- DIRECTIVE: Retype each line exactly. Skip images.

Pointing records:
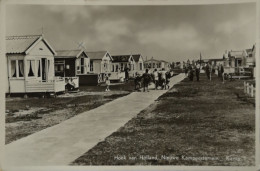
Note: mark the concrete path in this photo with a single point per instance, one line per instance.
(63, 143)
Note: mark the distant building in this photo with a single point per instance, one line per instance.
(71, 64)
(157, 64)
(138, 63)
(100, 62)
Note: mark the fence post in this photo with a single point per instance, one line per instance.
(252, 90)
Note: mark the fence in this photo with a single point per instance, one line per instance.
(249, 89)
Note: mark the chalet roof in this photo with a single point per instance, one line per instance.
(136, 57)
(22, 44)
(164, 61)
(217, 59)
(249, 51)
(98, 55)
(236, 54)
(69, 53)
(121, 58)
(153, 60)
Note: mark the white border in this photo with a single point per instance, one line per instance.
(123, 2)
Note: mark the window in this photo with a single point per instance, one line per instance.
(31, 68)
(81, 66)
(91, 66)
(113, 68)
(17, 69)
(122, 66)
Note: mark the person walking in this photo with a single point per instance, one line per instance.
(146, 80)
(156, 78)
(186, 71)
(107, 82)
(191, 73)
(163, 78)
(197, 70)
(126, 73)
(168, 76)
(138, 81)
(207, 71)
(222, 73)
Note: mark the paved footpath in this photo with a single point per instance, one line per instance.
(63, 143)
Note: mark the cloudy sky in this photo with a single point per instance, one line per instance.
(173, 33)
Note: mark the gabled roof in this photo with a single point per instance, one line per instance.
(23, 44)
(216, 59)
(69, 53)
(236, 54)
(153, 60)
(121, 58)
(164, 61)
(249, 51)
(96, 55)
(136, 57)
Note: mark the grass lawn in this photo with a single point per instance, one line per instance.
(27, 116)
(195, 123)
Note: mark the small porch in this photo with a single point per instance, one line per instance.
(50, 86)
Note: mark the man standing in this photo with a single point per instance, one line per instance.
(126, 74)
(163, 76)
(146, 79)
(208, 71)
(156, 78)
(191, 72)
(198, 72)
(222, 73)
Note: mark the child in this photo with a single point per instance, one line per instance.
(168, 76)
(138, 80)
(146, 80)
(107, 82)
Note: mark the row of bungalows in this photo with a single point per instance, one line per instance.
(30, 66)
(33, 66)
(157, 64)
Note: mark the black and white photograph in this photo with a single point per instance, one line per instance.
(131, 85)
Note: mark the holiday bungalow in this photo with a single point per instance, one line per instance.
(71, 64)
(119, 64)
(100, 67)
(166, 65)
(156, 64)
(30, 65)
(138, 63)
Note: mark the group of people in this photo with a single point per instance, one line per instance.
(189, 71)
(159, 78)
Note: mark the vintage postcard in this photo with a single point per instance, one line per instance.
(130, 85)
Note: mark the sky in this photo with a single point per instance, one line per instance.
(171, 33)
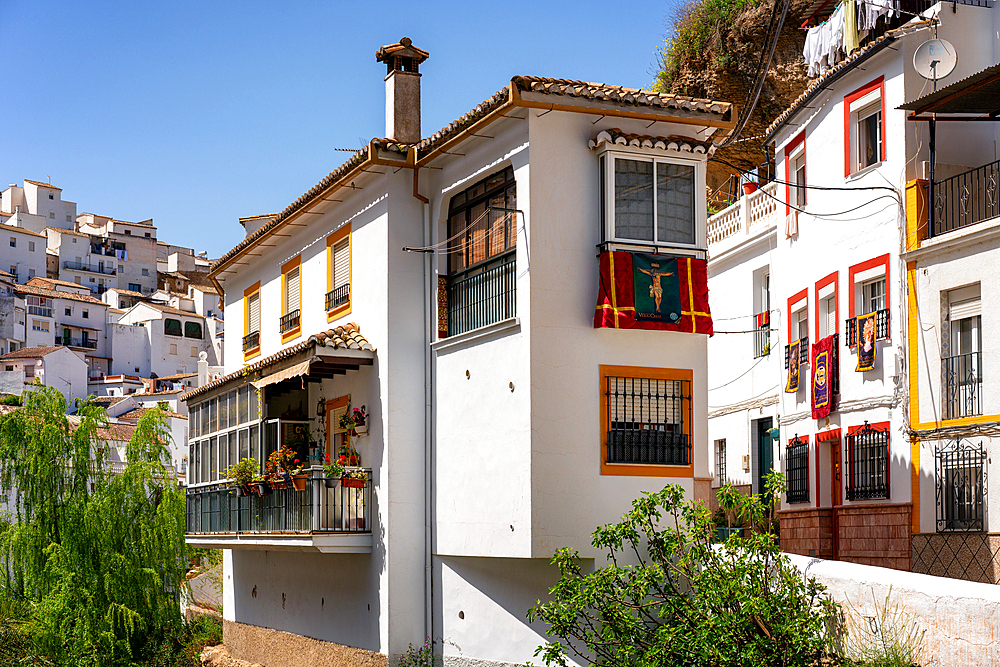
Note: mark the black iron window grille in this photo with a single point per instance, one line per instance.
(960, 475)
(868, 463)
(881, 328)
(251, 340)
(762, 337)
(797, 466)
(803, 352)
(649, 420)
(963, 381)
(289, 321)
(338, 297)
(720, 460)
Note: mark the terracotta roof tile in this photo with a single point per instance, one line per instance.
(31, 352)
(682, 144)
(53, 294)
(346, 337)
(44, 185)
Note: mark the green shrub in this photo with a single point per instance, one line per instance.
(669, 596)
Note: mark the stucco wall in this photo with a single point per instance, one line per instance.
(961, 618)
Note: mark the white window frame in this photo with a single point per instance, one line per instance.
(862, 109)
(608, 158)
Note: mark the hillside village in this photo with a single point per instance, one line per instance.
(460, 351)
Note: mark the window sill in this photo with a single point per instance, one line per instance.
(862, 172)
(503, 327)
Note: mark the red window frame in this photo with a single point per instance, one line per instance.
(789, 149)
(820, 284)
(882, 260)
(792, 300)
(878, 83)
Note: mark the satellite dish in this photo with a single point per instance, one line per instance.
(935, 59)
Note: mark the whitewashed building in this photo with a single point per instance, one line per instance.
(448, 285)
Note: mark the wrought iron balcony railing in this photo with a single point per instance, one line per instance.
(483, 294)
(289, 321)
(881, 327)
(338, 297)
(964, 199)
(220, 509)
(251, 340)
(80, 266)
(963, 385)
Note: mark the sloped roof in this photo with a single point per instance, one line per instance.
(31, 352)
(346, 337)
(642, 102)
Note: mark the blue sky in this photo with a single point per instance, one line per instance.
(195, 114)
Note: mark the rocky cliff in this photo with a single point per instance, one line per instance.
(722, 64)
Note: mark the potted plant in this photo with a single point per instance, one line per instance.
(240, 475)
(354, 479)
(333, 472)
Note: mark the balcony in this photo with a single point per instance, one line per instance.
(338, 297)
(963, 379)
(76, 342)
(80, 266)
(289, 321)
(337, 520)
(751, 215)
(964, 199)
(251, 340)
(482, 294)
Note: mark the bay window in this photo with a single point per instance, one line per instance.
(648, 201)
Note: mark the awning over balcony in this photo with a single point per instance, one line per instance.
(976, 96)
(321, 356)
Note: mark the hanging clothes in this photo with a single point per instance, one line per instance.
(850, 26)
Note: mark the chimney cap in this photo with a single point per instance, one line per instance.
(403, 48)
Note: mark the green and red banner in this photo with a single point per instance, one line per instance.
(659, 292)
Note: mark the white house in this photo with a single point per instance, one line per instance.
(57, 367)
(175, 337)
(449, 285)
(35, 206)
(22, 252)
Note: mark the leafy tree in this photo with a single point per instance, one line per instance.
(669, 595)
(99, 556)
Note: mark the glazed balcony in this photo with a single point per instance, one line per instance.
(318, 518)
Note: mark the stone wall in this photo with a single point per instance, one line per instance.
(807, 532)
(961, 618)
(969, 556)
(876, 534)
(274, 648)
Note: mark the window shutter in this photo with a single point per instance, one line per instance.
(341, 263)
(253, 318)
(292, 290)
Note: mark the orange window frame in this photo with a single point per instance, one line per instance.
(247, 293)
(285, 268)
(881, 260)
(646, 469)
(331, 240)
(878, 84)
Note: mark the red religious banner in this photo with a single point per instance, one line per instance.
(653, 292)
(825, 371)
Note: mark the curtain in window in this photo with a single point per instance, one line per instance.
(634, 199)
(674, 203)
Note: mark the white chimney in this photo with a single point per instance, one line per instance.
(402, 90)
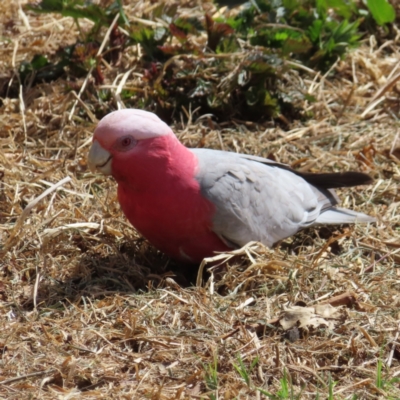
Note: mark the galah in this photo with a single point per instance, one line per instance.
(192, 203)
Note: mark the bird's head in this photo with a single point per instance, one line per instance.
(122, 135)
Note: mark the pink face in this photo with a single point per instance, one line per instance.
(120, 133)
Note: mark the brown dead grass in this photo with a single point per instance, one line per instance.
(90, 310)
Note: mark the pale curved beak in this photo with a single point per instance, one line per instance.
(99, 159)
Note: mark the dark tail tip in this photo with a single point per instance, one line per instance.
(336, 180)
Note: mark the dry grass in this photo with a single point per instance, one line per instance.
(90, 310)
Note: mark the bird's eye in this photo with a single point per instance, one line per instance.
(125, 143)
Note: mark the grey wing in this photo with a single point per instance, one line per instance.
(257, 201)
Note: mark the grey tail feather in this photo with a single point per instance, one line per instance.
(343, 216)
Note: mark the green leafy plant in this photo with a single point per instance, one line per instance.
(182, 70)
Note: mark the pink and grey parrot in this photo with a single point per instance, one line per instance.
(191, 203)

- EXERCISE RESPONSE:
Note: mark the concrete path in this photo with a single point per instance, one line per instance.
(63, 143)
Note: mark the distant building in this photo with a single point per instance, one line per instance.
(71, 64)
(157, 64)
(138, 63)
(100, 62)
Note: mark the fence post in this photo with a single point per instance, one line per instance.
(252, 90)
Note: mark the fence in this photo with a single point per instance, one line per instance.
(249, 89)
Note: mark the chalet roof in this photo with a single point per instance, one line per instance.
(136, 57)
(22, 44)
(164, 61)
(217, 59)
(249, 51)
(98, 55)
(236, 54)
(69, 53)
(121, 58)
(153, 60)
Note: mark the white border in this photo with a single point per instance, one line per instance.
(123, 2)
Note: mark the window in this photo with a single point per instance, one line per instance.
(31, 68)
(81, 66)
(91, 66)
(113, 68)
(17, 69)
(122, 66)
Note: mark the person walking in this photo with a single point per instance, one line per instance.
(146, 80)
(156, 78)
(186, 71)
(107, 82)
(191, 73)
(163, 78)
(197, 70)
(126, 73)
(168, 76)
(138, 81)
(207, 71)
(222, 73)
Note: mark the paved footpath in this photo with a single point per instance, one line per instance.
(63, 143)
Note: mark the cloudy sky in this photo with a single point per instance, one line per instance.
(173, 33)
Note: mark the gabled roof in this photo with a single point per instance, one line per instance.
(23, 44)
(216, 59)
(69, 53)
(236, 54)
(153, 60)
(121, 58)
(164, 61)
(249, 51)
(96, 55)
(136, 57)
Note: mark the grass lawn in this photo with a single point per instance, one line per instance.
(27, 116)
(195, 123)
Note: mark the small porch in this photo with a single point per instance, one line per instance.
(50, 86)
Note: mark the man standing in this photo with a single point per instance, one line per instance.
(126, 74)
(163, 76)
(146, 79)
(208, 71)
(156, 78)
(191, 72)
(198, 72)
(222, 73)
Note: mark the child in this photo with a single point per instance, one line per instance.
(168, 76)
(138, 80)
(146, 80)
(107, 82)
Note: mark the row of bungalows in this photo with a single point per instance, one line per instance.
(30, 66)
(33, 66)
(157, 64)
Note: mark the black and white photograph in this photo with a single point per instance, one line per instance.
(131, 85)
Note: mark the holiday bungalow in this photo with a single point per instance, one line per instance.
(71, 64)
(119, 64)
(100, 67)
(166, 65)
(156, 64)
(30, 65)
(138, 63)
Note: mark the group of people in this photo with a single point per instance, one line per instance.
(189, 71)
(159, 78)
Note: mark the vintage postcard in this photo with a single point per instance, one line per instance.
(130, 85)
Note: mark the sky in this photo with a single point per instance, one line per instance.
(171, 33)
Note: mark the black iron window grille in this photo with a single point per instance, one line per instance.
(960, 475)
(868, 463)
(881, 328)
(251, 340)
(762, 337)
(797, 466)
(803, 352)
(649, 420)
(963, 381)
(289, 321)
(338, 297)
(720, 460)
Note: mark the terracotta roof tile in this photo with a single point per instance, one line per instance.
(31, 352)
(682, 144)
(53, 294)
(346, 337)
(44, 185)
Note: mark the green shrub in this photo with a single point per instance, one line per instance.
(669, 596)
Note: mark the stucco wall in this photo with a single point per instance, one line per instance.
(961, 618)
Note: mark the white window frame in this photo with a single point per instance, one line per instance.
(862, 109)
(608, 158)
Note: mark the hillside village in this photo with a single point per instance, one line per instance.
(460, 351)
Note: mark the window sill in this photo with a single point per instance, one line per instance.
(862, 172)
(503, 327)
Note: mark the red window frame in this photo with a single point per instance, one line per instance.
(789, 149)
(820, 284)
(882, 260)
(792, 300)
(878, 83)
Note: mark the satellite dish in this photo with a single point per instance, one line per instance.
(935, 59)
Note: mark the whitewashed building in this photo with a single point per instance, one line per instance.
(448, 285)
Note: mark the wrought iron balcony railing in this photo with a single point per instance, one line per instance.
(483, 294)
(289, 321)
(881, 327)
(338, 297)
(964, 199)
(220, 509)
(251, 340)
(80, 266)
(963, 385)
Note: mark the sloped roof in this photo with a single point per instance, one line per instance.
(31, 352)
(346, 337)
(642, 102)
Note: mark the blue sky in this photo with a single point per instance, one line per instance.
(195, 114)
Note: mark the rocky cliff in this photo with a single point per instance, one line per instance.
(722, 64)
Note: mark the potted plant in this photo with a single point per instance, one line per instance.
(240, 475)
(354, 479)
(333, 472)
Note: mark the balcony in this photo with a single point per instance, one line per instance.
(338, 297)
(963, 379)
(76, 342)
(80, 266)
(289, 321)
(337, 520)
(751, 215)
(964, 199)
(251, 340)
(482, 294)
Note: mark the bay window in this photo with a single point per instance, one line per instance.
(648, 201)
Note: mark the awning over balcony in this photo with a single point per instance, one line per instance.
(976, 96)
(321, 356)
Note: mark the hanging clothes in this photo with a single point per instance, one line per instance.
(850, 26)
Note: mark the chimney cap in this photo with a single point per instance, one line per instance.
(403, 48)
Note: mark the green and red banner in this photo with a single point per instance, one line per instance.
(659, 292)
Note: mark the white house in this photo with a single point per instance, one line per instance.
(57, 367)
(175, 337)
(449, 285)
(35, 206)
(22, 252)
Note: mark the leafy tree in this photo with a single point per instance, one line per instance.
(669, 595)
(99, 556)
Note: mark the glazed balcony in this photo with a single point per instance, one line per instance.
(318, 518)
Note: mark the stone wall in this photo with a single point per instance, one line per instance.
(807, 532)
(961, 618)
(969, 556)
(876, 534)
(274, 648)
Note: mark the window shutter in this photo with a single point per instance, one line per instance.
(341, 263)
(253, 318)
(292, 290)
Note: mark the orange window frame in this photo with a single point per instance, one line per instance.
(247, 293)
(285, 268)
(881, 260)
(646, 469)
(331, 240)
(878, 84)
Note: mark the red religious banner in this photo with a single point per instance, one line per instance.
(653, 292)
(825, 371)
Note: mark the curtain in window in this photo with a single point per instance, one line per instance.
(634, 199)
(674, 203)
Note: mark the white chimney in this photo with a single point per instance, one line per instance.
(402, 90)
Note: mark the galah in this photo with a single point per instance, one line per instance.
(192, 203)
Note: mark the bird's head in this photo with a single point per instance, one line per instance.
(122, 135)
Note: mark the pink face in this photo with a single point per instance, one line per instance.
(120, 133)
Note: mark the brown dead grass in this photo with a single point per instance, one line per instance.
(90, 310)
Note: mark the pale curved beak in this photo with a single point per instance, one line per instance.
(99, 159)
Note: mark the dark tail tip in this photo with a single point per instance, one line per instance.
(336, 180)
Note: mark the dry grass in this photo with a single point per instance, one line per instance.
(90, 310)
Note: mark the bird's eye in this photo with a single point per instance, one line per instance.
(125, 143)
Note: mark the grey wing in this photo with a single point per instance, one line per instance.
(257, 201)
Note: mark the grey tail feather in this photo with a single point per instance, one line per instance.
(343, 216)
Note: mark the green leafy plant in this photo with a single point per instance, one line per instance.
(182, 70)
Note: mark the pink and grey parrot in this photo with a single point per instance, one line per instance.
(191, 203)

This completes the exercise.